§ **Supplied data**
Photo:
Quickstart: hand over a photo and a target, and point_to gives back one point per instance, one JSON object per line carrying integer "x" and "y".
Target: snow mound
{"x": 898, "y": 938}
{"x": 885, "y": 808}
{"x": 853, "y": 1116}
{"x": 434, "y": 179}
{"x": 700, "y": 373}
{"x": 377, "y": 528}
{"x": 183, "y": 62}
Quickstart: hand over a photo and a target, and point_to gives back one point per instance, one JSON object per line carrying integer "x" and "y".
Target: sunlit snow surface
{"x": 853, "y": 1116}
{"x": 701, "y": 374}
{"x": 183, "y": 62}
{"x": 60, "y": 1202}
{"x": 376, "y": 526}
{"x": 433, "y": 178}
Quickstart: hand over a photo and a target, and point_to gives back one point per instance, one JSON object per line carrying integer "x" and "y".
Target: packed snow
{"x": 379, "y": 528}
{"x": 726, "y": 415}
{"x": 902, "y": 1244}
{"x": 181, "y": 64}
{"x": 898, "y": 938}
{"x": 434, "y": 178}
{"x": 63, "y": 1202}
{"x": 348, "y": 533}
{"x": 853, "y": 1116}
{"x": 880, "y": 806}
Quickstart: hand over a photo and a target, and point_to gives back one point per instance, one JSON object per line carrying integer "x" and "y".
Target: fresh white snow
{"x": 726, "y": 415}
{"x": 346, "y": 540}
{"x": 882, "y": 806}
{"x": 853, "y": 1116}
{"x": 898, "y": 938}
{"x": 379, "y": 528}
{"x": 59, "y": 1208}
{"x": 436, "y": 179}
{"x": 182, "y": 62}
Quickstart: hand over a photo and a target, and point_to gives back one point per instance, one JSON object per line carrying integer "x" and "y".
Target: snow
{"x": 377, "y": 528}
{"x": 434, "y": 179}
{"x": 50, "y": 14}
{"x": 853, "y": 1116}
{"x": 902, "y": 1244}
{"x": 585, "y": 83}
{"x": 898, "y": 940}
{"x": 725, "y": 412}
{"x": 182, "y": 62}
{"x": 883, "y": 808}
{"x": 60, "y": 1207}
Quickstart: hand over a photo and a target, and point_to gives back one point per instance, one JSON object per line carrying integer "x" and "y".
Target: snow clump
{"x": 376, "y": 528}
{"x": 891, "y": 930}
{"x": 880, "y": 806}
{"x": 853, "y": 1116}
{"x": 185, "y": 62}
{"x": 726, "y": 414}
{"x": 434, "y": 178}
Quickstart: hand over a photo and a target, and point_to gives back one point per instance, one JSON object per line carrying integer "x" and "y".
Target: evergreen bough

§ **Objective**
Write the listing out again, exactly as it reads.

§ **Completed task**
Photo:
Quickstart: hand over a photo and a target, and point_to gives back one point per instance, one JSON object per line carrying integer "x" and "y".
Target: snow mound
{"x": 898, "y": 938}
{"x": 885, "y": 808}
{"x": 853, "y": 1116}
{"x": 434, "y": 179}
{"x": 700, "y": 373}
{"x": 377, "y": 528}
{"x": 183, "y": 62}
Quickstart: hand over a photo and a target, and point_to gives back one point per instance, one JSON object per line carrying integer "x" and "y".
Target: sunlit snow surface
{"x": 853, "y": 1116}
{"x": 701, "y": 374}
{"x": 183, "y": 62}
{"x": 60, "y": 1202}
{"x": 376, "y": 526}
{"x": 433, "y": 178}
Quickstart: hand over a photo and a target, and point_to gives back one point per instance, one JSON object per line carrying integer "x" and "y".
Target: packed snow
{"x": 379, "y": 528}
{"x": 726, "y": 415}
{"x": 902, "y": 1244}
{"x": 181, "y": 64}
{"x": 898, "y": 938}
{"x": 434, "y": 178}
{"x": 63, "y": 1202}
{"x": 348, "y": 533}
{"x": 853, "y": 1116}
{"x": 880, "y": 806}
Quickstart: hand over a photo and a target, and point_to gives back one point per instance, one JSON object per line carrying integer "x" and "y".
Target: fresh white snow
{"x": 726, "y": 415}
{"x": 346, "y": 540}
{"x": 882, "y": 806}
{"x": 853, "y": 1116}
{"x": 898, "y": 938}
{"x": 379, "y": 528}
{"x": 59, "y": 1208}
{"x": 436, "y": 179}
{"x": 182, "y": 62}
Quickstart: hand over a photo and a target, and point_to gives back one point per instance, one JSON object per line carrying integer "x" and "y".
Target: snow
{"x": 377, "y": 528}
{"x": 434, "y": 179}
{"x": 50, "y": 14}
{"x": 853, "y": 1116}
{"x": 902, "y": 1244}
{"x": 585, "y": 83}
{"x": 898, "y": 940}
{"x": 725, "y": 412}
{"x": 182, "y": 62}
{"x": 883, "y": 808}
{"x": 60, "y": 1207}
Quickstart: hand over a photo and a target, and point_to gives back one point per instance, one JSON object per line carrying integer "x" and "y".
Target: snow clump
{"x": 376, "y": 528}
{"x": 891, "y": 930}
{"x": 880, "y": 806}
{"x": 853, "y": 1116}
{"x": 185, "y": 62}
{"x": 726, "y": 414}
{"x": 434, "y": 178}
Quickstart: hand over a photo and a target, and point_to gives back one point per instance, one JSON object per line carrying integer "x" and "y".
Target: evergreen bough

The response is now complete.